Extract provided
-- Begin --

VIKING INSURANCE CO. v. MINNIECHESKE, 97-1392 (Wis.Ct.App. 12-23-1997)

VIKING INSURANCE COMPANY OF WISCONSIN, AS SUBROGEE OF SUSAN WOLF, PLAINTIFF-RESPONDENT, v. SALLY MINNIECHESKE, DEFENDANT-APPELLANT.

Court of Appeals of Wisconsin.
Case No. 97-1392.
Opinion Released: December 23, 1997. Opinion Filed: December 23, 1997. This opinion will not be published. See RULE 809.23 (1) (b) 4 STATS.

[EDITOR’S NOTE: This case is unpublished as indicated by the issuing court.]

APPEAL from a judgment of the circuit court for Shawano County: THOMAS G. GROVER, Judge. Affirmed.

CANE, P.J.

Sally Minniecheske appeals from a small claims judgment awarding $1,688.69 plus costs to Viking Insurance as subrogee of Susan Wolf. Viking claimed that Minniecheske improperly turned into Wolf’s lane of traffic while both cars were traveling in a westerly direction on a two-lane one-way street. In response, Minniecheske claimed that Wolf’s car struck her vehicle when Minniecheske was turning into a driveway from the one-way street. She also disputed the amount of damages Wolf claimed. The trial court believed Wolf’s version of the accident, finding that Minniecheske was causally negligent and determined that the damages to Wolf’s car totaled $1,688.69.

Minniecheske argues the trial court erred by failing to grant her motion for a default judgment when Viking failed to appear at the initial appearance; by denying Donald Minniecheske’s motion for a substitute judge; by refusing to allow Donald Minniecheske to interplead as a third party defendant; by failing to rule on her cross-claim; by concluding that her negligence caused the accident; and by concluding that the damages totaled $1,688.69. The judgment is affirmed.

The trial court correctly denied Minniecheske’s motion for a default judgment because Viking did not appear on the return date of the small claims summons. Section 799.20, STATS., provides that if the defendant appears on the return date, inquiry is made of the defendant to determine whether the defendant claims a defense to the action. There is no statutory requirement that the plaintiff appear on the return date. If the defendant claims a defense to the action, the matter is scheduled for trial. It appears that is what happened in this case and is the normal practice in small claims proceedings. There is no error.

-- End --

Short exercise
In the court opinion above, what amount did the small claims judgment award to Viking Insurance?

Source material
-- Begin --

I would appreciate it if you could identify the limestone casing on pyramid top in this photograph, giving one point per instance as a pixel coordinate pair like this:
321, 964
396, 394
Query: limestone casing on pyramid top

-- End --

Exercise output
$1,688.69 plus costs.